That is all I have for you. As I mentioned, the majority of the books I read seem to not even mention a father figure much less involve anything about said parental unit. So, happy Tuesday and happy upcoming Father’s Day!

13 thoughts on “Top Ten Tuesday – Father Figures in Literature

  1. Mr. Bennet is one of my favorite characters in P&P! I also love how you describe the father situation in The Lightning Thief as confusing– poor Percy! I remember absolutely LOATHING Smelly Gabe when I first read that series. Great list 🙂

    Liked by 1 person

  2. Great list! I went with Worst Dads for my T10T and I wish I had thought to throw in the father from Caraval! What a jerk.
    **ACOWAR SPOILERS AHEAD (in case anyone reading the comments hasn’t read it lol)**
    I also totally agree that Papa Archeron redeemed himself in ACOWAR. I know a lot of people felt like it was just all too “convenient” when he showed up, but during all of ACOMAF, I kept thinking, hmm… where is he… he’s up to something… lol! I literally squealed when he showed up in ACOWAR!

    Liked by 1 person

    1. That dad from Caraval was quite the bad father. I don’t remember much of the book but I certainly remember how much I disliked him.

      I wanted to love when the father showed back up in ACOWAR, too. I wanted to adore it and shout and yell “hooray!” but I just couldn’t. I had been wondering where he went off to myself but his appearance just didn’t jive with me. Maybe I was being too picky.

      Liked by 1 person

      1. I try not to remember very much of Caraval, to be frank lol. I was so disappointed in it. 😦

        I don’t blame you. I can definitely see how it could be lackluster or odd. I will say my only problem with his return – and a lot of the events in the end of the book – is that it felt like everything was just a little too “convenient”, if that makes sense.

*Information supplied:*

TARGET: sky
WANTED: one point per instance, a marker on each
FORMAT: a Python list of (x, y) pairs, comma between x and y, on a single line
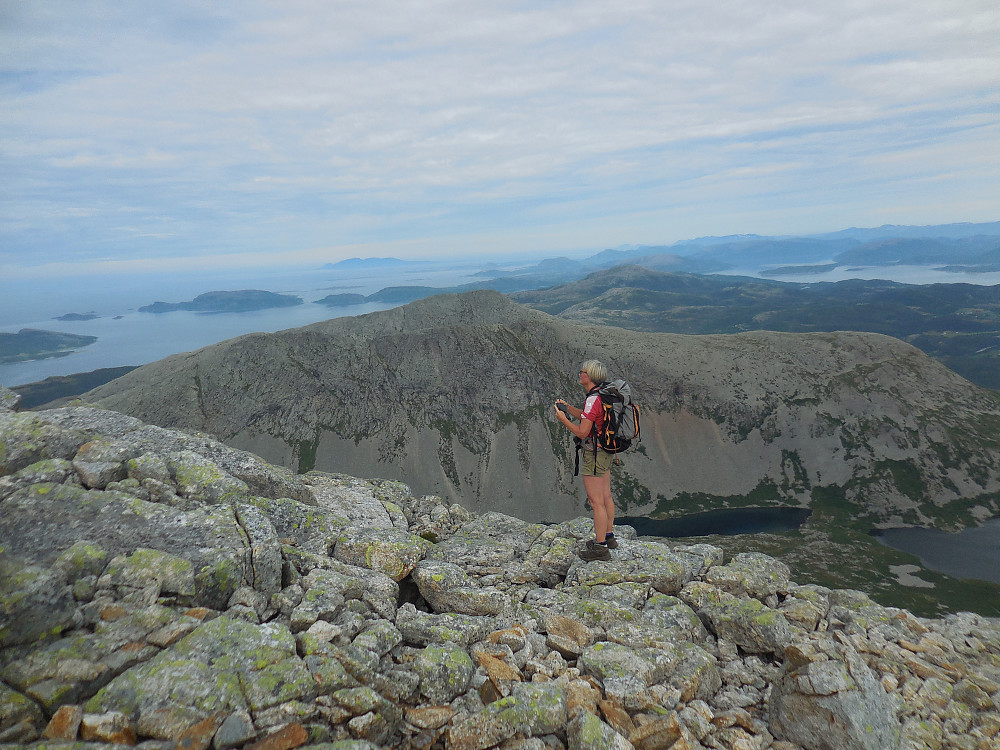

*Exercise instructions:*
Please copy the Father's Day book post from "1. Mr. Bennet" through "up in ACOWAR!", switching "Great list" to "Nice list".

*Exercise result:*
1. Mr. Bennet is one of my favorite characters in P&P! I also love how you describe the father situation in The Lightning Thief as confusing– poor Percy! I remember absolutely LOATHING Smelly Gabe when I first read that series. Nice list 🙂

    Liked by 1 person

  2. Nice list! I went with Worst Dads for my T10T and I wish I had thought to throw in the father from Caraval! What a jerk.
    **ACOWAR SPOILERS AHEAD (in case anyone reading the comments hasn’t read it lol)**
    I also totally agree that Papa Archeron redeemed himself in ACOWAR. I know a lot of people felt like it was just all too “convenient” when he showed up, but during all of ACOMAF, I kept thinking, hmm… where is he… he’s up to something… lol! I literally squealed when he showed up in ACOWAR!